Stated problem:
Count the lines in the listing below that contain the string "target", and reply with that number alone.

Recorded information:

####

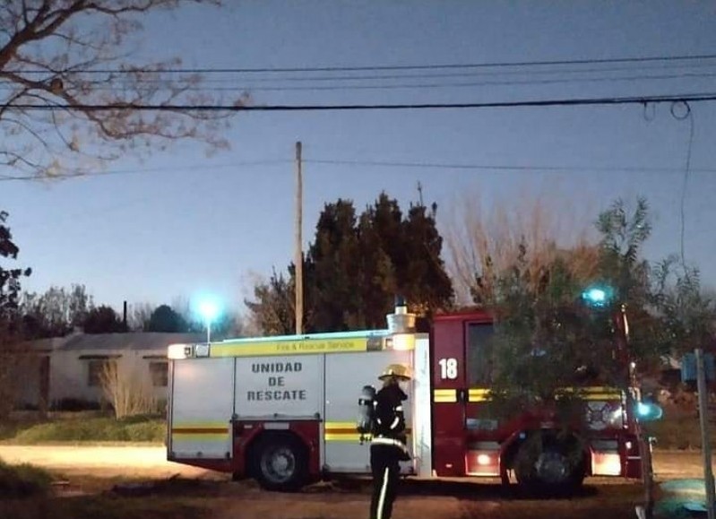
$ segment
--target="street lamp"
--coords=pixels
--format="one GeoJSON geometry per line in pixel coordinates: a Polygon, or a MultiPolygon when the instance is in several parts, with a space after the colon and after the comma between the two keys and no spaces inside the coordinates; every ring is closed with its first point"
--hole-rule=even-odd
{"type": "Polygon", "coordinates": [[[219,316],[219,304],[212,299],[199,303],[199,314],[206,323],[206,342],[211,342],[211,323],[219,316]]]}

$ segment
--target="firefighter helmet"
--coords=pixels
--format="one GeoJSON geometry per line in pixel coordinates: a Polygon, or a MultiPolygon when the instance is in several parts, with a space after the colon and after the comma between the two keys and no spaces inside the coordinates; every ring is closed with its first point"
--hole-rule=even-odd
{"type": "Polygon", "coordinates": [[[410,368],[404,364],[389,364],[378,376],[378,380],[385,380],[390,376],[401,380],[410,380],[411,378],[410,368]]]}

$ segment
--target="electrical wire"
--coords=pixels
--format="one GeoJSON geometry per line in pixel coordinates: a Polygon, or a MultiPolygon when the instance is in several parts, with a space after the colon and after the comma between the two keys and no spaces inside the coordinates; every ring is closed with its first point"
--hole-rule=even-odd
{"type": "MultiPolygon", "coordinates": [[[[237,168],[254,166],[271,166],[280,164],[292,164],[292,159],[274,159],[260,160],[245,160],[220,164],[188,164],[180,168],[144,168],[137,169],[110,169],[107,171],[88,171],[84,173],[66,173],[53,176],[52,178],[83,178],[105,176],[139,175],[146,173],[177,172],[201,173],[205,175],[219,169],[236,169],[237,168]]],[[[411,169],[455,169],[455,170],[492,170],[492,171],[558,171],[558,172],[628,172],[628,173],[673,173],[680,170],[680,167],[648,167],[648,166],[558,166],[558,165],[534,165],[525,166],[521,164],[478,164],[478,163],[454,163],[435,161],[393,161],[393,160],[349,160],[341,159],[308,159],[304,158],[305,164],[316,166],[351,166],[361,168],[399,168],[411,169]]],[[[716,168],[690,169],[693,173],[716,173],[716,168]]],[[[7,176],[0,175],[0,182],[11,180],[36,181],[37,177],[31,176],[7,176]]]]}
{"type": "Polygon", "coordinates": [[[716,100],[716,93],[683,93],[671,95],[646,95],[638,97],[572,98],[531,99],[515,101],[485,101],[468,103],[386,103],[386,104],[335,104],[335,105],[241,105],[241,104],[152,104],[152,103],[106,103],[106,104],[12,104],[3,108],[19,110],[81,110],[84,112],[106,111],[173,111],[173,112],[295,112],[330,110],[420,110],[460,108],[506,108],[538,107],[575,107],[630,105],[662,102],[699,102],[716,100]]]}
{"type": "MultiPolygon", "coordinates": [[[[526,165],[509,165],[509,164],[467,164],[451,162],[401,162],[392,160],[347,160],[341,159],[304,159],[306,164],[332,165],[332,166],[357,166],[368,168],[402,168],[402,169],[485,169],[496,171],[601,171],[614,172],[623,171],[628,173],[673,173],[680,170],[680,167],[646,167],[646,166],[526,166],[526,165]]],[[[694,172],[716,173],[716,168],[702,168],[692,169],[694,172]]]]}
{"type": "Polygon", "coordinates": [[[689,121],[689,134],[688,134],[688,146],[686,148],[686,163],[684,168],[684,182],[681,186],[681,203],[680,203],[680,220],[681,220],[681,266],[686,270],[686,256],[685,247],[685,236],[686,236],[686,187],[688,185],[689,175],[691,172],[691,149],[694,144],[694,112],[687,102],[684,103],[686,108],[686,115],[683,117],[678,117],[674,113],[674,105],[671,106],[671,115],[679,120],[688,118],[689,121]]]}
{"type": "MultiPolygon", "coordinates": [[[[411,82],[398,84],[337,84],[337,85],[310,85],[310,86],[262,86],[254,84],[237,84],[232,86],[189,86],[176,87],[166,82],[166,90],[180,88],[185,91],[367,91],[367,90],[410,90],[410,89],[439,89],[439,88],[474,88],[485,86],[517,86],[517,85],[548,85],[565,83],[585,82],[638,82],[638,81],[663,81],[672,79],[699,79],[713,78],[716,73],[684,73],[677,74],[661,75],[632,75],[618,77],[592,77],[592,78],[557,78],[557,79],[528,79],[506,81],[483,81],[483,82],[411,82]]],[[[133,85],[134,86],[134,85],[133,85]]],[[[91,87],[96,91],[116,91],[122,85],[91,87]]],[[[0,83],[0,90],[15,90],[12,85],[0,83]]],[[[161,90],[161,89],[160,89],[161,90]]]]}
{"type": "MultiPolygon", "coordinates": [[[[293,160],[289,159],[273,159],[273,160],[243,160],[243,161],[237,161],[231,162],[229,164],[211,164],[207,166],[206,163],[203,164],[191,164],[183,167],[166,167],[166,168],[143,168],[138,169],[110,169],[108,171],[85,171],[80,173],[59,173],[56,175],[52,175],[51,177],[47,177],[47,179],[52,180],[55,178],[82,178],[88,177],[106,177],[106,176],[123,176],[123,175],[138,175],[138,174],[144,174],[144,173],[160,173],[160,172],[176,172],[176,171],[192,171],[192,172],[201,172],[202,174],[207,174],[207,169],[211,172],[211,169],[236,169],[236,168],[244,168],[247,166],[272,166],[277,164],[288,164],[292,163],[293,160]]],[[[0,175],[0,182],[4,181],[11,181],[11,180],[29,180],[29,181],[37,181],[37,177],[32,176],[22,176],[22,175],[0,175]]]]}
{"type": "MultiPolygon", "coordinates": [[[[82,74],[137,74],[137,73],[163,73],[163,74],[272,74],[272,73],[306,73],[306,72],[349,72],[349,71],[395,71],[395,70],[448,70],[465,68],[501,68],[514,66],[548,66],[548,65],[600,65],[617,63],[653,63],[674,61],[699,61],[716,59],[714,54],[684,55],[684,56],[648,56],[599,59],[561,59],[542,61],[498,61],[487,63],[449,63],[429,65],[363,65],[363,66],[306,66],[306,67],[211,67],[211,68],[166,68],[148,69],[142,67],[126,69],[75,69],[73,73],[82,74]]],[[[47,74],[47,70],[29,70],[26,74],[47,74]]]]}

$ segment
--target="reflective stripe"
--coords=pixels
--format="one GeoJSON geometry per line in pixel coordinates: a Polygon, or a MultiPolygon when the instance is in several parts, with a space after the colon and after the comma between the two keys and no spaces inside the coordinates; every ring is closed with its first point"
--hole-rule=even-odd
{"type": "Polygon", "coordinates": [[[457,402],[457,391],[454,389],[434,389],[433,402],[452,403],[457,402]]]}
{"type": "Polygon", "coordinates": [[[380,488],[380,498],[378,499],[378,510],[376,511],[377,519],[383,519],[383,506],[385,505],[385,493],[388,490],[388,467],[383,472],[383,485],[380,488]]]}
{"type": "Polygon", "coordinates": [[[402,452],[404,452],[406,454],[409,454],[408,453],[408,447],[405,446],[405,444],[403,444],[400,440],[396,440],[396,439],[393,439],[393,438],[384,438],[384,437],[378,437],[373,438],[373,440],[371,441],[371,444],[373,444],[374,445],[391,445],[391,446],[393,446],[393,447],[398,447],[402,452]]]}

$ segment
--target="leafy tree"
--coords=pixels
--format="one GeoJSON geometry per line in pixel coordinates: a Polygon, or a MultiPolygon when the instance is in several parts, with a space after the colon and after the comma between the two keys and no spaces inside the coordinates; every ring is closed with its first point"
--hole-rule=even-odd
{"type": "Polygon", "coordinates": [[[146,332],[154,307],[151,303],[137,303],[129,308],[127,326],[133,332],[146,332]]]}
{"type": "MultiPolygon", "coordinates": [[[[6,225],[9,214],[0,212],[0,257],[15,260],[20,248],[13,241],[6,225]]],[[[18,304],[21,281],[31,273],[29,268],[6,268],[0,264],[0,419],[12,410],[17,387],[18,362],[16,350],[21,338],[18,325],[18,304]]]]}
{"type": "Polygon", "coordinates": [[[147,332],[161,332],[178,333],[188,331],[188,324],[184,317],[168,305],[160,305],[151,313],[147,325],[147,332]]]}
{"type": "Polygon", "coordinates": [[[228,146],[222,136],[227,114],[134,108],[205,102],[205,95],[195,94],[199,76],[167,72],[178,60],[126,59],[147,15],[181,5],[219,4],[3,2],[0,163],[22,177],[71,176],[96,170],[127,151],[145,152],[177,139],[199,139],[212,150],[228,146]]]}
{"type": "MultiPolygon", "coordinates": [[[[326,203],[304,262],[306,332],[384,328],[397,293],[422,316],[450,307],[436,211],[420,203],[404,215],[384,193],[360,215],[351,201],[326,203]]],[[[274,272],[246,301],[264,333],[294,329],[294,265],[288,274],[274,272]]]]}
{"type": "Polygon", "coordinates": [[[50,287],[45,293],[23,294],[22,311],[26,334],[30,338],[61,337],[81,326],[93,307],[84,285],[69,290],[50,287]]]}
{"type": "Polygon", "coordinates": [[[653,283],[662,353],[680,357],[716,342],[716,295],[702,288],[697,268],[670,256],[657,265],[653,283]]]}
{"type": "Polygon", "coordinates": [[[253,301],[245,301],[251,312],[251,324],[257,333],[287,335],[296,330],[294,286],[283,274],[273,271],[268,281],[254,286],[253,301]]]}
{"type": "Polygon", "coordinates": [[[663,355],[712,341],[716,307],[701,292],[698,272],[679,274],[673,259],[654,269],[642,257],[651,231],[648,209],[640,198],[629,213],[617,200],[600,215],[598,269],[591,275],[569,268],[568,255],[531,272],[523,252],[497,278],[489,302],[497,318],[496,394],[512,391],[544,402],[584,378],[623,385],[627,360],[648,372],[660,368],[663,355]],[[611,291],[600,307],[582,299],[591,285],[611,291]],[[619,317],[623,311],[626,329],[619,317]]]}
{"type": "Polygon", "coordinates": [[[85,333],[120,333],[125,331],[125,324],[115,309],[106,305],[90,310],[84,320],[85,333]]]}

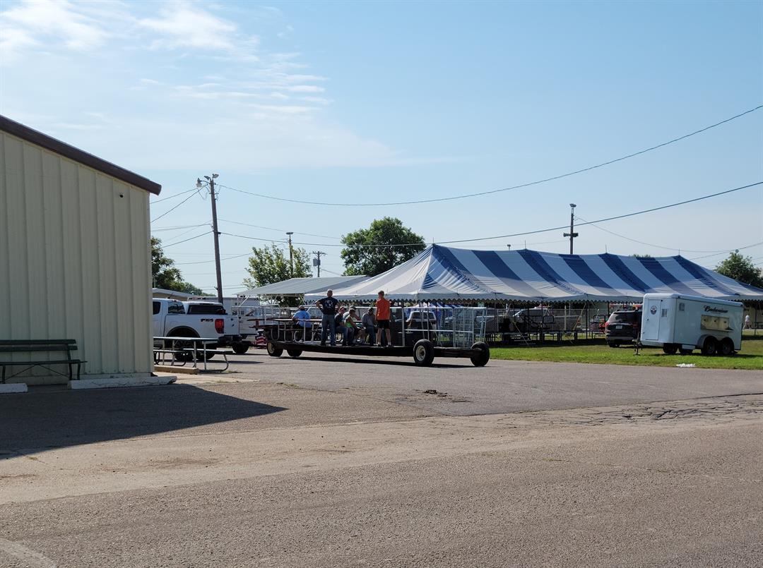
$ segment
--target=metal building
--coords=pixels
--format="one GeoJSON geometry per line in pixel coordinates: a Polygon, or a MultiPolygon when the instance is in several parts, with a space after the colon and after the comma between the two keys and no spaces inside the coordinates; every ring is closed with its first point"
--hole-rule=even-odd
{"type": "MultiPolygon", "coordinates": [[[[148,377],[149,196],[160,190],[0,116],[0,339],[72,339],[82,378],[148,377]]],[[[41,368],[12,380],[66,382],[41,368]]]]}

####

Result:
6